-- EXCERPT TO READ --
On October 8, 2021, Manga Planet announced that they had licensed Perfect Propose for their boys' love manga reading service, Futekiya. On July 24, 2025, they announced that they also would be releasing Perfect Propose in print.

| No. | Original release date | Original ISBN | English release date | English ISBN |
|---|---|---|---|---|
| 1 | August 7, 2020 | 978-4-7964-1383-1 | December 2021 | — |

===Audio drama===
An audio drama adaptation produced by Movic was released on CD on May 28, 2021, starring Toshiki Masuda as Kai and Tomoaki Maeno as Hirokuni.

===Television drama===
A live-action television drama adaptation of Perfect Propose was announced on October 12, 2023. The series was produced by FAB and premiered on February 2, 2024, on Fuji TV On Demand, Fuji TV's online streaming service. The series streamed weekly for a total of six episodes. A broadcast version, which cut some scenes, was later aired on Fuji TV's main channel on April 7, 2024. It was licensed in English by GagaOOLala.

-- EXTRACTED MATERIAL --
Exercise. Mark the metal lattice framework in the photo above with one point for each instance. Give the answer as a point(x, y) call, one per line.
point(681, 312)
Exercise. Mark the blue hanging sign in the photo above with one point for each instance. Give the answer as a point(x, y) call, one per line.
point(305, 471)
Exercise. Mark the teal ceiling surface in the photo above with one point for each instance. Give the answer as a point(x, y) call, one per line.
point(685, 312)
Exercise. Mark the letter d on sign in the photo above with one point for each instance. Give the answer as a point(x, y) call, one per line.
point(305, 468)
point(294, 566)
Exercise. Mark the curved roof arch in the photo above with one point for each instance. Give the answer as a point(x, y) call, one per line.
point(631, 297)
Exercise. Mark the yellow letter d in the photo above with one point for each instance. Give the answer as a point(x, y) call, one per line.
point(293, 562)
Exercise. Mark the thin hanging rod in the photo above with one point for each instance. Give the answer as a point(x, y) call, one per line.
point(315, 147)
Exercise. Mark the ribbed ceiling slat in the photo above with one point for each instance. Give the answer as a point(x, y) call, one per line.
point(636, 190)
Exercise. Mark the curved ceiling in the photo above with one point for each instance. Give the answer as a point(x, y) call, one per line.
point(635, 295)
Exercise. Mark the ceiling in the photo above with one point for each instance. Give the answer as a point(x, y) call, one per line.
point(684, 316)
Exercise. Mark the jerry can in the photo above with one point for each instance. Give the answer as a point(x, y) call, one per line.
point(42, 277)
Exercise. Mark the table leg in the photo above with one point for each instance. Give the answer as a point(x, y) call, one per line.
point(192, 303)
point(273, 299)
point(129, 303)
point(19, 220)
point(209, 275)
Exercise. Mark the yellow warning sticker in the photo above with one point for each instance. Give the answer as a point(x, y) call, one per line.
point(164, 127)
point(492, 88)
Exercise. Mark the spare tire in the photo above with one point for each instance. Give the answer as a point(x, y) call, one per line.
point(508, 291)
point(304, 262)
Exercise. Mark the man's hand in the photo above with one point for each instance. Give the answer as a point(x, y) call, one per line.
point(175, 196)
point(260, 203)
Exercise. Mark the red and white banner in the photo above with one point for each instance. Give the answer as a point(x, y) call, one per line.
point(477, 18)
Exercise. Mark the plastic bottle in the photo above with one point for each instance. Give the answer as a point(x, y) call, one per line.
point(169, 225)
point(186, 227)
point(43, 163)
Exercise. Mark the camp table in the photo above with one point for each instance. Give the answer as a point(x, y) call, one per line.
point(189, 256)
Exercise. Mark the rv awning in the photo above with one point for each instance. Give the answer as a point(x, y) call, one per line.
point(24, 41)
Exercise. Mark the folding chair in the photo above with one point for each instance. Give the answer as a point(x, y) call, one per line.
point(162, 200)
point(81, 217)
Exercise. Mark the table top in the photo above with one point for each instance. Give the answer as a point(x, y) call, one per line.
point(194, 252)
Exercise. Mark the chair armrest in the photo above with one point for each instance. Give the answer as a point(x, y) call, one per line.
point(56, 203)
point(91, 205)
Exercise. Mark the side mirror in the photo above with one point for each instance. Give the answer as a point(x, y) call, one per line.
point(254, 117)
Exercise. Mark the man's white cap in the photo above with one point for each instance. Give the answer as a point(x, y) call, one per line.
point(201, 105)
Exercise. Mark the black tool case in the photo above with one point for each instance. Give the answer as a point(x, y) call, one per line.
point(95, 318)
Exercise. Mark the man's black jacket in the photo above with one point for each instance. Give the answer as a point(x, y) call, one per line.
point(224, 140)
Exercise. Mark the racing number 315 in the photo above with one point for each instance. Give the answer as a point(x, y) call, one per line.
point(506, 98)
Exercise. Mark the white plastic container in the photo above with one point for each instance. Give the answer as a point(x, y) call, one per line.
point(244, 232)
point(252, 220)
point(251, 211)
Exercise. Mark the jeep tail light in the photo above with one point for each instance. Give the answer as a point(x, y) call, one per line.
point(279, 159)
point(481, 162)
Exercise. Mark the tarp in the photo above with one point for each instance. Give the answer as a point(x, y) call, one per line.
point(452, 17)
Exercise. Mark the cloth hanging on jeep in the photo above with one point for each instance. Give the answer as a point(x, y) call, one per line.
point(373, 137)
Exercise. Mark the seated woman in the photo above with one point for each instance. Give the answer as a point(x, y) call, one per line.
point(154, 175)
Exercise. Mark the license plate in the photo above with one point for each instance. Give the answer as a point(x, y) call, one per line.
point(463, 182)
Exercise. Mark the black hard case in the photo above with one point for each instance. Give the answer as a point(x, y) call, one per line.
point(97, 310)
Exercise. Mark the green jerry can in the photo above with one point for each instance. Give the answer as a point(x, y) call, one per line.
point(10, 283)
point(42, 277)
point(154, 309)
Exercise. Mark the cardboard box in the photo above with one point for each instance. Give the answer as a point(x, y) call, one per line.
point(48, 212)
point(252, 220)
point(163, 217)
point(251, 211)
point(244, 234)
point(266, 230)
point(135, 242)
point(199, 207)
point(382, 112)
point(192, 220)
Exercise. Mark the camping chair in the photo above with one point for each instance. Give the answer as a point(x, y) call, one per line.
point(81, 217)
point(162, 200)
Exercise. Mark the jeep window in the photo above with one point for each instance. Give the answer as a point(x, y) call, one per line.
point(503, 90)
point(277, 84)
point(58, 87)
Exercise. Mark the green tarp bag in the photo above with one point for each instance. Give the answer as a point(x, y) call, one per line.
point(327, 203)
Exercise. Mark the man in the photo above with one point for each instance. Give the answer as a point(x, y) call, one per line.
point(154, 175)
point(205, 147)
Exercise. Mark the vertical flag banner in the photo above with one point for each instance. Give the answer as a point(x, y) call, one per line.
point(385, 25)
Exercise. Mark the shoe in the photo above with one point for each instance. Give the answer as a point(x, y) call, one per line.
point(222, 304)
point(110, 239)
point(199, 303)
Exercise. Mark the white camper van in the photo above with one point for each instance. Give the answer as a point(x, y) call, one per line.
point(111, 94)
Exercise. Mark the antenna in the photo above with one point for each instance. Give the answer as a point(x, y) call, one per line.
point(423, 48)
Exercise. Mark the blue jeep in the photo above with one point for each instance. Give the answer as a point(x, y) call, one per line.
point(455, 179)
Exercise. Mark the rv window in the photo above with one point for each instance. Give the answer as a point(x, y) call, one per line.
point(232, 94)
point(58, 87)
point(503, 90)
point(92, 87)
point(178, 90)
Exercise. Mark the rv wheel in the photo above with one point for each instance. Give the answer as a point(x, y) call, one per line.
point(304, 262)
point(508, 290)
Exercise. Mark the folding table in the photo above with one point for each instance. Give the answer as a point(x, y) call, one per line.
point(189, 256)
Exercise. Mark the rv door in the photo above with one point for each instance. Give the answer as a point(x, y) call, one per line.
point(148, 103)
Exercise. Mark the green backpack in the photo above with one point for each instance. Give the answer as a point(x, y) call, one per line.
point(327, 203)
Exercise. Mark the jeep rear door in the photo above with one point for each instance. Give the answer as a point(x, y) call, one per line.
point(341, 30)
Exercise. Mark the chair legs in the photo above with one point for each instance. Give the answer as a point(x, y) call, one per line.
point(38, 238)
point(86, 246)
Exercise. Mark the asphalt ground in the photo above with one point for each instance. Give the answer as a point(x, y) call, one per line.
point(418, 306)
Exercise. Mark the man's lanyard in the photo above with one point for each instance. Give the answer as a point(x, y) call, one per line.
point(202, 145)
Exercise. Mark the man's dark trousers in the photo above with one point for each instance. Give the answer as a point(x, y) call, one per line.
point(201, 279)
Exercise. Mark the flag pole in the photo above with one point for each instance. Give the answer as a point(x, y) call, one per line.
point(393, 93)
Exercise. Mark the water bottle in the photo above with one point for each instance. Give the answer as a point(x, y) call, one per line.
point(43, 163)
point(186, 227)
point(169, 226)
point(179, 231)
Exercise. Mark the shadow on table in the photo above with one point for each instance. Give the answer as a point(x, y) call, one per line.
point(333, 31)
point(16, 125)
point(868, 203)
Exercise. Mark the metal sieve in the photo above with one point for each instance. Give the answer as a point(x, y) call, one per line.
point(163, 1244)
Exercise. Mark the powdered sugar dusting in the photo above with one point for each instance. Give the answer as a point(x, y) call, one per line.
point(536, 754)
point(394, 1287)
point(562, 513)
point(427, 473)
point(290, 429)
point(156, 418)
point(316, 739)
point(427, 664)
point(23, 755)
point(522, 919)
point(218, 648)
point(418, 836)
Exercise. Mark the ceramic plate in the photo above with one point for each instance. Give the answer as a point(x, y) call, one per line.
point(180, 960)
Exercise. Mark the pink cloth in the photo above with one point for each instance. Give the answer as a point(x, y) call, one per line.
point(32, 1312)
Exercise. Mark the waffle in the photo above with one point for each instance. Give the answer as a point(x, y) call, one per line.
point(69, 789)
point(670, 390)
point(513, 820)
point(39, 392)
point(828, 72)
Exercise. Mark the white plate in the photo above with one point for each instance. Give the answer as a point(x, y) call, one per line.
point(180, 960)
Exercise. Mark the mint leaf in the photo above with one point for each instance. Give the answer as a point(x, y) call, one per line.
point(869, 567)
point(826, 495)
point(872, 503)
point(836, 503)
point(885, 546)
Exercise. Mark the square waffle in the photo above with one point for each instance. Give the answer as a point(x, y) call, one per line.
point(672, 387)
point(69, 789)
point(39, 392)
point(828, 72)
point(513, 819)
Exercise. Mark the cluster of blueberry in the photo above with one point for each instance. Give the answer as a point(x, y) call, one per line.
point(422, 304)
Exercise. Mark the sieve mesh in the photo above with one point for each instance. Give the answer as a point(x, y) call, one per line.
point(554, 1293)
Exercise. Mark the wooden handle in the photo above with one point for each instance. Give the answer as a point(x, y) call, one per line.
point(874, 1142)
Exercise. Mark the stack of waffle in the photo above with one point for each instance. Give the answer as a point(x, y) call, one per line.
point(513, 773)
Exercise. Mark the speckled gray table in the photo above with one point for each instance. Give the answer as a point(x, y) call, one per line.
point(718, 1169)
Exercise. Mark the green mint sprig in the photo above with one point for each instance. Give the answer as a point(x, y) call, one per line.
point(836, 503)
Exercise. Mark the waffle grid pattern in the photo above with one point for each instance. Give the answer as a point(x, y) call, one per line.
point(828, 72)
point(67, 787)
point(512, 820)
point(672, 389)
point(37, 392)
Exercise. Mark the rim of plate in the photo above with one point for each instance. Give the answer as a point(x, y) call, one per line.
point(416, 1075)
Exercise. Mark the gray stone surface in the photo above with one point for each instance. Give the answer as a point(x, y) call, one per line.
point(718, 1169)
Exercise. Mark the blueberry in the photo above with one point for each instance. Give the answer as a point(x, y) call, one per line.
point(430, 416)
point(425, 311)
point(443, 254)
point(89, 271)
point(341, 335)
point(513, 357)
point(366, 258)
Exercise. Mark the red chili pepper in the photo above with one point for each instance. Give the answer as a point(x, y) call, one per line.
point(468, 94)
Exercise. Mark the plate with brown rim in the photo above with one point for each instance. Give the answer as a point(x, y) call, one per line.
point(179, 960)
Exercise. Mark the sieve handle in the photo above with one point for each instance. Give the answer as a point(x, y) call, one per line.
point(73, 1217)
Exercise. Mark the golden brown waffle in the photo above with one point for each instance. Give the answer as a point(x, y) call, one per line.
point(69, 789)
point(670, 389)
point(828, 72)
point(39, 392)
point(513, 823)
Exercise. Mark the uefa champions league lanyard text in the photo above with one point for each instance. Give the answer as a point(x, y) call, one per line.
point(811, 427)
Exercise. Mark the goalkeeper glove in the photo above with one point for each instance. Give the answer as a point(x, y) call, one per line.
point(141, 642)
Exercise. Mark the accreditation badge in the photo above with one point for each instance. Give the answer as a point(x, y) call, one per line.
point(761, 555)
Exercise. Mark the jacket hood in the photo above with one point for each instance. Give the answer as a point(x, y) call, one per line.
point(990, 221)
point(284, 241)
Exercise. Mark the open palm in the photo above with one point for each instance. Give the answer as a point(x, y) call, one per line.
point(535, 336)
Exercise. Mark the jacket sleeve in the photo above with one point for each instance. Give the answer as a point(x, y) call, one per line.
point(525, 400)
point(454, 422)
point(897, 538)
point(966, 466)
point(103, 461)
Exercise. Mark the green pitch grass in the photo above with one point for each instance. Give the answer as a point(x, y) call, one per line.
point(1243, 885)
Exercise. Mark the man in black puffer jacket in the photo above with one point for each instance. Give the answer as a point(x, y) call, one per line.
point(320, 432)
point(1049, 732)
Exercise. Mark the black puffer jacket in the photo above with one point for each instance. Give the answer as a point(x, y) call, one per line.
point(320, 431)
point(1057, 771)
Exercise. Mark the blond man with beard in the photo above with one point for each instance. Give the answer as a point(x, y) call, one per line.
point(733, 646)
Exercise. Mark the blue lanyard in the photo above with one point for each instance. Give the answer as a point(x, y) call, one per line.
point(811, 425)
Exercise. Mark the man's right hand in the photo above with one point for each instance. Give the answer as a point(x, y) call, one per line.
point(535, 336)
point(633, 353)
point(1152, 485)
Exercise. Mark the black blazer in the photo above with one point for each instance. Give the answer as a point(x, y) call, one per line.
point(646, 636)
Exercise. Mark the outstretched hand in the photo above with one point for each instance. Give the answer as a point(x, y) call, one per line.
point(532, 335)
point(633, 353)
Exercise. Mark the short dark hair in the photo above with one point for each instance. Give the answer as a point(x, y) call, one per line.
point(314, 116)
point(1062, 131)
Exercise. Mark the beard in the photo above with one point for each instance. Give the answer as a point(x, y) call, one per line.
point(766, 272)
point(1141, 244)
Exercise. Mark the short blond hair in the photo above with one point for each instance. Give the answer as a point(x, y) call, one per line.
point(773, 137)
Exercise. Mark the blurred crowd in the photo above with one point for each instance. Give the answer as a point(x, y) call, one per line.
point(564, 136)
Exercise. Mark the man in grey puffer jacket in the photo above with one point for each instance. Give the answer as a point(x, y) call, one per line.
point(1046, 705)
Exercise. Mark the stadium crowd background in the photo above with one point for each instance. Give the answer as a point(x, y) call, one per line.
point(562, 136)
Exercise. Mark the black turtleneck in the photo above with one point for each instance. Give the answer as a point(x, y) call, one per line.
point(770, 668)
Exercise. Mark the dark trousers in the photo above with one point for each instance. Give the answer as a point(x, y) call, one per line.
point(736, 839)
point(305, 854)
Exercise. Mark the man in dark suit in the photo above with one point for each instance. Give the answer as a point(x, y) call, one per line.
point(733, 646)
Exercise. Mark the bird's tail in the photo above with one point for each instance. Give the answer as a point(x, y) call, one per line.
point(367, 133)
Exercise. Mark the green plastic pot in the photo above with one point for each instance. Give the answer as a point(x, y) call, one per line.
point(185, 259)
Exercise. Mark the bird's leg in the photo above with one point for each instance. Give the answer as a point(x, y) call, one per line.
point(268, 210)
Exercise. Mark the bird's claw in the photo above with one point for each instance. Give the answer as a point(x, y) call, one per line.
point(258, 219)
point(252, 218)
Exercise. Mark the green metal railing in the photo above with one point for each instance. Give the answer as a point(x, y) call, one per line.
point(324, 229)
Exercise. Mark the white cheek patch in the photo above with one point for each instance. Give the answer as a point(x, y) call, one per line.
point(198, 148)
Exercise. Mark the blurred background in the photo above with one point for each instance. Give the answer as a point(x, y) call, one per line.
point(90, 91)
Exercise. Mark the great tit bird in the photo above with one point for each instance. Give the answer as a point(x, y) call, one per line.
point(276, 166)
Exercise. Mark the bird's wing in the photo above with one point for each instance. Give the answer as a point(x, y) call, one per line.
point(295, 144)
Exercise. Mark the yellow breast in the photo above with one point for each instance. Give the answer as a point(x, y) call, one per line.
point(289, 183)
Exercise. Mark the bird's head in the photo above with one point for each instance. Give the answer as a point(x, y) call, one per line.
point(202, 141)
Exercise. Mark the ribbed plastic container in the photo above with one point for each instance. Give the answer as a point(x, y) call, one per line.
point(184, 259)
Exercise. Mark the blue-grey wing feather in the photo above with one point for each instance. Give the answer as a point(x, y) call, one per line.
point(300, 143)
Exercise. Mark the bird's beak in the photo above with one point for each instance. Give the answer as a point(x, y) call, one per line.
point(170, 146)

-- QUESTIONS ON THE MATERIAL --
1: In the passage about Perfect Propose, which company produced the live-action television drama?
2: Continue the passage about Perfect Propose from its last sentence.
The records were gathered from a separate source.

-- OUTPUTS IN ORDER --
1: FAB produced it.

2:
The series stars Junya Kaneko as Hirokuni and Kouta Nomura as Kai. Kaneko had read the manga prior to auditioning for the television drama. While filming, Kaneko drew an "emotion meter" on his script to help him understand how strong Hirokuni's feelings for Kai were at the moment in the story. Nomura had no prior cooking experience and had to learn in preparing for the role, even consulting a food coordinator on making his cooking look appealing. The supporting cast includes Jingi Irie as Kaneko, Ayane Kinoshita as Hiyori, Rio Takahashi as Tatsumi, Yuta Hayashi as Sakamoto, and Ryō Iwase as Sato.

The television drama adaptation is directed by Tadaaki Horai. The screenplay is written by Takeshi Miyamoto. The opening theme is "Daydream" by Octpath.

The television drama adaptation was given a home release on Blu-ray and DVD on July 3, 2024. It was compiled and re-released as a theatrical film on October 25, 2024, under the title Perfect Propose: Dream Edition.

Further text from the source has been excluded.